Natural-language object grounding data
══════════════════════════════
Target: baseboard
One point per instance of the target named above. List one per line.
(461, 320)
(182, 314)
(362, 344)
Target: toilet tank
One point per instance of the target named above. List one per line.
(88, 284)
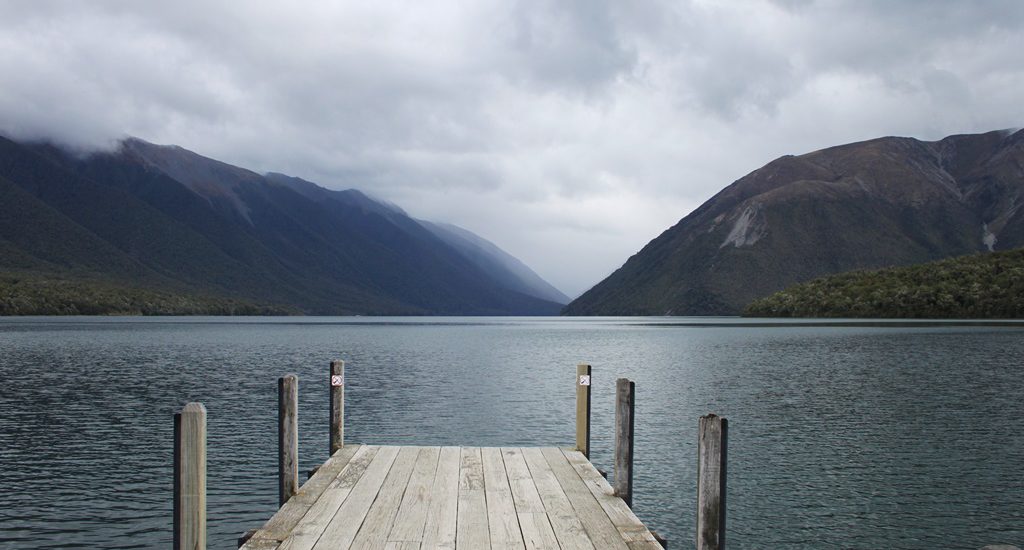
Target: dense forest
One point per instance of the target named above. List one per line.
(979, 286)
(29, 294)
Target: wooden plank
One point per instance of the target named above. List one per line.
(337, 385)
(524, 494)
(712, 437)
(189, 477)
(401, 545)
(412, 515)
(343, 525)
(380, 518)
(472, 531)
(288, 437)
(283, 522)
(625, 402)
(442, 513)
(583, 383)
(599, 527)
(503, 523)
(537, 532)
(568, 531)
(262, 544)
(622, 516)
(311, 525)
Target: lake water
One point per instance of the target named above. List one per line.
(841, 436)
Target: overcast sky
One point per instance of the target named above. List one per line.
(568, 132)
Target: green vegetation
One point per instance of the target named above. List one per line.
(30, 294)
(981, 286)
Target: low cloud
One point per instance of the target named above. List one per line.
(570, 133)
══════════════════════════════
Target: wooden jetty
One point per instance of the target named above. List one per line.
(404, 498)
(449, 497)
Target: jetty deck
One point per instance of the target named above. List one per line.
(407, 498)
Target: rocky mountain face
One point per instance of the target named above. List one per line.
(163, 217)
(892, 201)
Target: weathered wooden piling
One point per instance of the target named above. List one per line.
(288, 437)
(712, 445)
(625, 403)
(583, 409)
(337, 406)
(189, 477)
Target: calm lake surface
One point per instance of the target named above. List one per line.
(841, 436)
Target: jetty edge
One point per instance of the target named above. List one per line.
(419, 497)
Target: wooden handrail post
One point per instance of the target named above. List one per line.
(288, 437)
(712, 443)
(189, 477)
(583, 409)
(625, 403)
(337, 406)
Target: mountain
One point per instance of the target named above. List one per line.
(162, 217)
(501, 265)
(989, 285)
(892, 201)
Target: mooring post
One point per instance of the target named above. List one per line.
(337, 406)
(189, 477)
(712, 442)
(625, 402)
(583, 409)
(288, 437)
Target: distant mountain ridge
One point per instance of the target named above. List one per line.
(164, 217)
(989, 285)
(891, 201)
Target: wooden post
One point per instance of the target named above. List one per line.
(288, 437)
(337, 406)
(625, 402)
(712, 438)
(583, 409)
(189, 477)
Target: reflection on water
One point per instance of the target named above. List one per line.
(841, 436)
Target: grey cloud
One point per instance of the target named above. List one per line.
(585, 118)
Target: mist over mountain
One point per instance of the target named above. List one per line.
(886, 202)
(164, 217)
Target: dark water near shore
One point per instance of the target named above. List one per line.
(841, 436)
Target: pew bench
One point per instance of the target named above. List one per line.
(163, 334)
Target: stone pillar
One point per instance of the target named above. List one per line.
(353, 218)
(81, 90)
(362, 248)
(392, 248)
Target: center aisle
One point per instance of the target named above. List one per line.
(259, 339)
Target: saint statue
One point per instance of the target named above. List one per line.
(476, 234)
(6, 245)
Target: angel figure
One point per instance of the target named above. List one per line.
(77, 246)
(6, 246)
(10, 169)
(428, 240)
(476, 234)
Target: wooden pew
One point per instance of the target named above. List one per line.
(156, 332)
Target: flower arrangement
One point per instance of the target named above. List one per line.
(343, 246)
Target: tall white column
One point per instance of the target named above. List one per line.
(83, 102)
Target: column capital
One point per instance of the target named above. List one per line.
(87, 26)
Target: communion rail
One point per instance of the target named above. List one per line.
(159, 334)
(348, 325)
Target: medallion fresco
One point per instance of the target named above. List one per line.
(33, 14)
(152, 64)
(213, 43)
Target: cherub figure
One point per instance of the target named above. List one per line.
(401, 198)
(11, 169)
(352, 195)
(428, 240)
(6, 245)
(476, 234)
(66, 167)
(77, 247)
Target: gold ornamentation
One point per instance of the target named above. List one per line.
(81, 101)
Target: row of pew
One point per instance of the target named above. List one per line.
══════════════════════════════
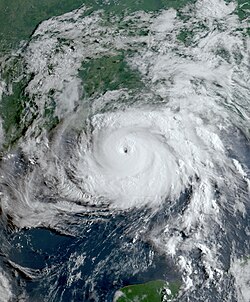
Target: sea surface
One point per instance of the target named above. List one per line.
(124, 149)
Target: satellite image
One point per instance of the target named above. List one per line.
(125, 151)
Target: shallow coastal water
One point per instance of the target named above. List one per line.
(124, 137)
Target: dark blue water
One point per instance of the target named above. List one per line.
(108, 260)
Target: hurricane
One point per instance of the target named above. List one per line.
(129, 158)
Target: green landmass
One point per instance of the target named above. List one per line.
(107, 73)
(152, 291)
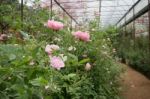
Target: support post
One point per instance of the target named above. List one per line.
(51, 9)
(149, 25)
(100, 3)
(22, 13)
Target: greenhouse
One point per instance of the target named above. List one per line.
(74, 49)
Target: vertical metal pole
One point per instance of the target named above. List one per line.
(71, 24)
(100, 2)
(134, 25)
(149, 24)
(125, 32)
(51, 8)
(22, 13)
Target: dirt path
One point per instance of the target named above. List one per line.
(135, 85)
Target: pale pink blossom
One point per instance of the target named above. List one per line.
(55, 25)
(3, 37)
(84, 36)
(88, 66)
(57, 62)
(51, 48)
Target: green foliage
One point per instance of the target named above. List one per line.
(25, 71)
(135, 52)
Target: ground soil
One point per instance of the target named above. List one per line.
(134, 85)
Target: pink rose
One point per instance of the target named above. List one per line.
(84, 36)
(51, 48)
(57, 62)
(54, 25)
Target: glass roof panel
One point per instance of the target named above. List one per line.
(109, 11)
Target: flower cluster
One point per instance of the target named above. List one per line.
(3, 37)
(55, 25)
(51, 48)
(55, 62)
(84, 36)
══════════════════════════════
* PROMPT *
Copy only what lies between the line with "Target: baseboard" and the line with "Target: overcast sky", those two lines included, exactly as given above; pictures stay out.

* TASK RESPONSE *
Target: baseboard
One point per instance of the target named above. List one per line.
(461, 320)
(182, 314)
(362, 344)
Target: toilet tank
One point per instance of the target named above. List one per line.
(88, 284)
Target: dense forest
One point per instance of the target named above. List one per line.
(979, 286)
(29, 294)
Target: wooden plank
One point per instance of the target named above. List one per line.
(337, 385)
(524, 494)
(712, 437)
(189, 477)
(401, 545)
(412, 515)
(343, 525)
(380, 518)
(472, 531)
(288, 437)
(283, 522)
(625, 402)
(442, 513)
(583, 383)
(599, 527)
(503, 523)
(537, 532)
(568, 531)
(262, 544)
(622, 516)
(311, 525)
Target: lake water
One point per instance of the target named above. List one per line.
(841, 436)
Target: overcast sky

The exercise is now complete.